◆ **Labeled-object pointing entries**

------------------------------------------------------------------------

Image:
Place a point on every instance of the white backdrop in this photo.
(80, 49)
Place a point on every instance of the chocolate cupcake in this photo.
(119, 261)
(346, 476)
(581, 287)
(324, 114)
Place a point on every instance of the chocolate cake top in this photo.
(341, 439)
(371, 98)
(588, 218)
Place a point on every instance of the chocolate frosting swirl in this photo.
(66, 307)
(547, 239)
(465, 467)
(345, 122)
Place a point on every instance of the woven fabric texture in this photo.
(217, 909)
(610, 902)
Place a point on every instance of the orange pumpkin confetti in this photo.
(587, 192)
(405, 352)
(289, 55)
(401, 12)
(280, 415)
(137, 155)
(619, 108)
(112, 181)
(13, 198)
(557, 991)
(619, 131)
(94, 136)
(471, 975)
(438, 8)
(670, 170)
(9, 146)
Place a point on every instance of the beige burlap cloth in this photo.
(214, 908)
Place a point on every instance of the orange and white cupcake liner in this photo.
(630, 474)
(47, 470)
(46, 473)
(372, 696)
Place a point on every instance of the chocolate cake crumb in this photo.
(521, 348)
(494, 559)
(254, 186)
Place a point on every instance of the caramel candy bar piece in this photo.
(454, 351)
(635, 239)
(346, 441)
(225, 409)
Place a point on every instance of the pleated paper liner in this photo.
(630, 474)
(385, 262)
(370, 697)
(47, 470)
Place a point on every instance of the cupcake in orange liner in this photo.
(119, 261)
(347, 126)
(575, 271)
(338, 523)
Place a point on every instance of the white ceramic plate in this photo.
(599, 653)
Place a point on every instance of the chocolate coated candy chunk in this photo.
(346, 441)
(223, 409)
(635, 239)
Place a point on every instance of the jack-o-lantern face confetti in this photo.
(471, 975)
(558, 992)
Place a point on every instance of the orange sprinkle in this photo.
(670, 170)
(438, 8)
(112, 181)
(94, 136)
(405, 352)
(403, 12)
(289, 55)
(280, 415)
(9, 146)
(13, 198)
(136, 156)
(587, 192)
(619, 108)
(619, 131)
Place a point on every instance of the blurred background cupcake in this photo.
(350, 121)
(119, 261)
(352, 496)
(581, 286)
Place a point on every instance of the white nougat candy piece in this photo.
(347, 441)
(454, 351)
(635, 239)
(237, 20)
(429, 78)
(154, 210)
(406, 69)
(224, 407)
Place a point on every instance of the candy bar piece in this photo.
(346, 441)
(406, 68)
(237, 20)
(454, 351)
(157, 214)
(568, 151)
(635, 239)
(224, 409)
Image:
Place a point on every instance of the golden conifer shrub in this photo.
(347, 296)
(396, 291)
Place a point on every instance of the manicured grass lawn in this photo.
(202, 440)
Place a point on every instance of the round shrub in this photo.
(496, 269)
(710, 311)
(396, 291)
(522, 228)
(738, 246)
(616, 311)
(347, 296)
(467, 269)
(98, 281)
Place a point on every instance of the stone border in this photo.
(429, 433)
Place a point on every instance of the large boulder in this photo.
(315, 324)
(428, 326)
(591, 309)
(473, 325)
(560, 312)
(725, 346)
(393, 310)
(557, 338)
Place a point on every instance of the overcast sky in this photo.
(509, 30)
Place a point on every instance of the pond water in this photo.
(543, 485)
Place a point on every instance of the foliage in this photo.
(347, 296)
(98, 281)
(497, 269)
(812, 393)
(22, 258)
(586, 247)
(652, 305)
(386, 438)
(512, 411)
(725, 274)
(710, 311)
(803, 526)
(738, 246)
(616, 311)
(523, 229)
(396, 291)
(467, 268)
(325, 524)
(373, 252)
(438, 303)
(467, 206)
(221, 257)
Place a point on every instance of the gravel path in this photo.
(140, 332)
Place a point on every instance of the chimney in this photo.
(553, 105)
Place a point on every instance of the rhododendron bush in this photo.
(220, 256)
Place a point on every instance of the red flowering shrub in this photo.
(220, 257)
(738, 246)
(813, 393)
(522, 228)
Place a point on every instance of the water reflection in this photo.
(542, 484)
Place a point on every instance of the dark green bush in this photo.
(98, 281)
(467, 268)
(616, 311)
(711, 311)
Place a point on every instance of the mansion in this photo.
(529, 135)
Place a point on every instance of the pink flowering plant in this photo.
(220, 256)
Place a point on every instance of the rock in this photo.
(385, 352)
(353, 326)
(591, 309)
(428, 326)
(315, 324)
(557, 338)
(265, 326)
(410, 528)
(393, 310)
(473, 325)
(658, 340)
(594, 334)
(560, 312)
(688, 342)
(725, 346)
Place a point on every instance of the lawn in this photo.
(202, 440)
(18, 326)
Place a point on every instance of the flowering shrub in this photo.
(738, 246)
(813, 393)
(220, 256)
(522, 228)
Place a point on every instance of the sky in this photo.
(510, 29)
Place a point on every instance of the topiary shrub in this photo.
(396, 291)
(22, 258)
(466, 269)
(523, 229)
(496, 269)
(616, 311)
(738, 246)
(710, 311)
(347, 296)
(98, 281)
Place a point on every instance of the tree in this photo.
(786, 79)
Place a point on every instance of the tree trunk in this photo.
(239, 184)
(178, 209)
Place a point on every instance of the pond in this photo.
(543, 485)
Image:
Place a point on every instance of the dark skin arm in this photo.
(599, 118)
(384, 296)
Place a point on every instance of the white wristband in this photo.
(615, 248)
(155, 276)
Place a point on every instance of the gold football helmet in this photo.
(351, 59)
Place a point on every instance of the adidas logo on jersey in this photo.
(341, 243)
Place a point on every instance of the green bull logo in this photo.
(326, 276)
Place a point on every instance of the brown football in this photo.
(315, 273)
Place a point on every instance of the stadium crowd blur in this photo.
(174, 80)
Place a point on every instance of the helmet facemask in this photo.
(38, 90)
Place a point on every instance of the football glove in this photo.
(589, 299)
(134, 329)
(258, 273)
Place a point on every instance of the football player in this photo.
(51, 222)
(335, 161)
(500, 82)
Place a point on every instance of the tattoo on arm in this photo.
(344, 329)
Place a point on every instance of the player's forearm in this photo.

------------------------------------------------------------------------

◆ **WHAT YOU SHOULD DO**
Please update the lines from the one that has "Place a point on every instance of the football player" through the last line, replacing "photo" with "image" and keeping everything else the same.

◆ **IN RESPONSE**
Place a point on every instance of the football player in this image.
(51, 222)
(335, 161)
(500, 82)
Place a point on every instance of the tattoo on arm in this image.
(344, 329)
Place a point on every instance of the player's forearm in this image.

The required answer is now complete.